Task to carry out.
List every sperm DNA test that the passage on sperm DNA damage testing names.

To study the relationship between fertility and sperm DNA damage, we need sensitive, precise, and accurate laboratory testing. The tests available differ with regard to sensitivity and precision, so the relationship to fertility should be evaluated separately for each test and type of fertility treatment. Tests based on microscopy of a few hundred sperm are likely to have low precision and any assessment will also be subjective. In the following pages, we will focus on the Comet, TUNEL, and SCSA tests. The advantages and drawbacks of each test will be described, including clinical studies of the relationship to fertility.
For a sperm test to be useful, a high degree of precision is necessary. Similar results should be obtained when repeated analyses of the same semen sample are performed . A low degree of precision can be compared to a darts player whose darts are randomly scattered all over the dartboard (Fig. 5.2a). The first step on the road to success is the ability to place all the darts closely together on the dartboard (Fig. 5.2b). This is the equivalent of a sperm test with a high degree of precision. It is pointless to aim for the “bull’s-eye” when your precision is poor, and it is equally pointless to try to predict reproductive outcome using a test with low precision. However, unlike the darts player, high precision of our test does not necessarily mean that it also is accurate and that we can hit “bull’s-eye” (Fig. 5.2c). Systematic errors with the test may mean that we always are “off target” and that the results do not correlate well with reproductive outcome. Correlation between the test and reproductive outcome will be described in the results section.

Natural-language object grounding data.
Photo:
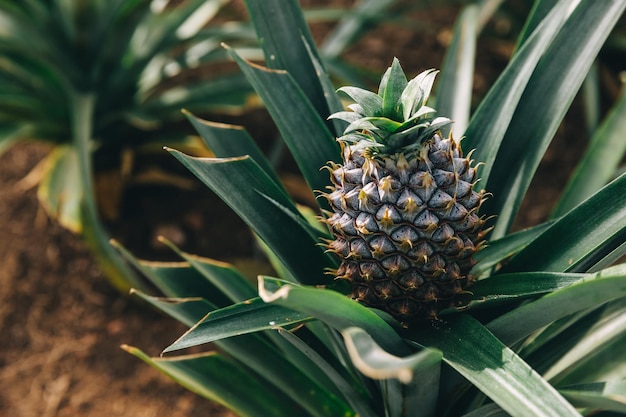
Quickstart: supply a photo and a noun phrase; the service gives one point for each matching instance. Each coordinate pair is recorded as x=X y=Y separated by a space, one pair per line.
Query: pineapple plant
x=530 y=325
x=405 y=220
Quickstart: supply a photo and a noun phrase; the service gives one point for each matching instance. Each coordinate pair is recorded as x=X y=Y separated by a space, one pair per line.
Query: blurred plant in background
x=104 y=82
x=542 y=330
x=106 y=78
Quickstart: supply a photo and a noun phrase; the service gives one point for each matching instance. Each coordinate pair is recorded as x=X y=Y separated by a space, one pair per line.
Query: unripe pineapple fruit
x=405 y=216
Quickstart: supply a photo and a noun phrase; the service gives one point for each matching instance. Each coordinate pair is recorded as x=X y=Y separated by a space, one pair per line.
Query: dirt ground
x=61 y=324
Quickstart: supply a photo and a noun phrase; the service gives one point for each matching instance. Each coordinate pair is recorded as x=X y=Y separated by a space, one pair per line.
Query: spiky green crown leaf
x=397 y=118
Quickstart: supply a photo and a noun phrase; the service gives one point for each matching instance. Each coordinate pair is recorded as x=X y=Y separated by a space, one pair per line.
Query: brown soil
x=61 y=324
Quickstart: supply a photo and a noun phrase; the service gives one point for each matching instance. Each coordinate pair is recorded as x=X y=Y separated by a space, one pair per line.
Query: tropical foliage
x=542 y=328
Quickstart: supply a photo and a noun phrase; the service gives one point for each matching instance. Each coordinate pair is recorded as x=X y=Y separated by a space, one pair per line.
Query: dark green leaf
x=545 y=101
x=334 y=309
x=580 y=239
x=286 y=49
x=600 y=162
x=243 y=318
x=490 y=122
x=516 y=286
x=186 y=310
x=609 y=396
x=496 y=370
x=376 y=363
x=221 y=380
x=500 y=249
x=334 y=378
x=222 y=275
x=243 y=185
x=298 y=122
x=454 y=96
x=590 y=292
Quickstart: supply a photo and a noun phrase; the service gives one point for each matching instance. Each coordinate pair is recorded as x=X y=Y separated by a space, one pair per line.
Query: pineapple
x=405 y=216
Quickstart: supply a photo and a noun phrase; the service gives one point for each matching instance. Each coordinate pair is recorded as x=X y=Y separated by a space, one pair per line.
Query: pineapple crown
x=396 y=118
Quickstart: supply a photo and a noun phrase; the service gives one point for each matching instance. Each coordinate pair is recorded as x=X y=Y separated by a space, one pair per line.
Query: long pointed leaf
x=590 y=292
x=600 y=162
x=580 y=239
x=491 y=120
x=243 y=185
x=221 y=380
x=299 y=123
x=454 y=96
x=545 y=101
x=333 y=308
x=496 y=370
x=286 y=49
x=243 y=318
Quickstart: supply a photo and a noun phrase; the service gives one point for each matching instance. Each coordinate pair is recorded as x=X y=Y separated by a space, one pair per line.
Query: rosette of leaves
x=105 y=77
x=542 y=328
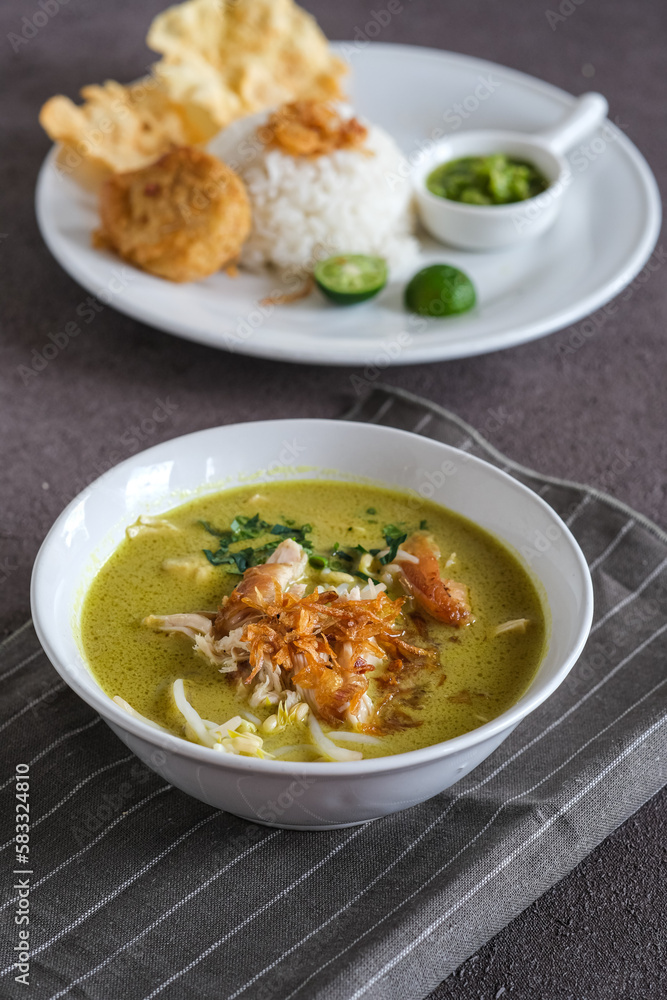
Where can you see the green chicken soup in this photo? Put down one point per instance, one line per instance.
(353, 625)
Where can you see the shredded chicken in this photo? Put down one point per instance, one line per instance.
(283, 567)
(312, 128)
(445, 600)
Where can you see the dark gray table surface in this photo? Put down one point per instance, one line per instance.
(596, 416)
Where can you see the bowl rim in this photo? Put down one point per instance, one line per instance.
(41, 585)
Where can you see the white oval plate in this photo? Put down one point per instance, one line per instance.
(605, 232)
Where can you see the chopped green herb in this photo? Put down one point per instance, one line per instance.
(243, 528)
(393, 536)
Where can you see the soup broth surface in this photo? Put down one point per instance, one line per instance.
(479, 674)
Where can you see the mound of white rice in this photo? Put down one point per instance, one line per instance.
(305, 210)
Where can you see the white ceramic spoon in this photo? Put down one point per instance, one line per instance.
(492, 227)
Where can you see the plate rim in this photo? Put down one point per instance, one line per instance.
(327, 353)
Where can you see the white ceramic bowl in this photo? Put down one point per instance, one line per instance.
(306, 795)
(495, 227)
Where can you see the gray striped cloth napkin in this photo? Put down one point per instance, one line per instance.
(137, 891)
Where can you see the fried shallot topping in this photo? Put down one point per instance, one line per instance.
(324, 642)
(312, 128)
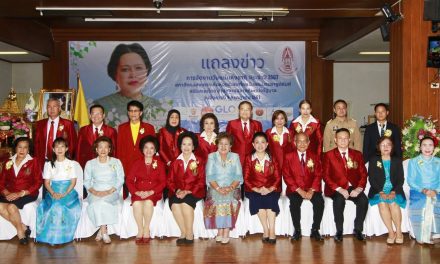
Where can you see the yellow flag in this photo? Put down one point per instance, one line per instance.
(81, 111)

Response to this task.
Comet, TUNEL, SCSA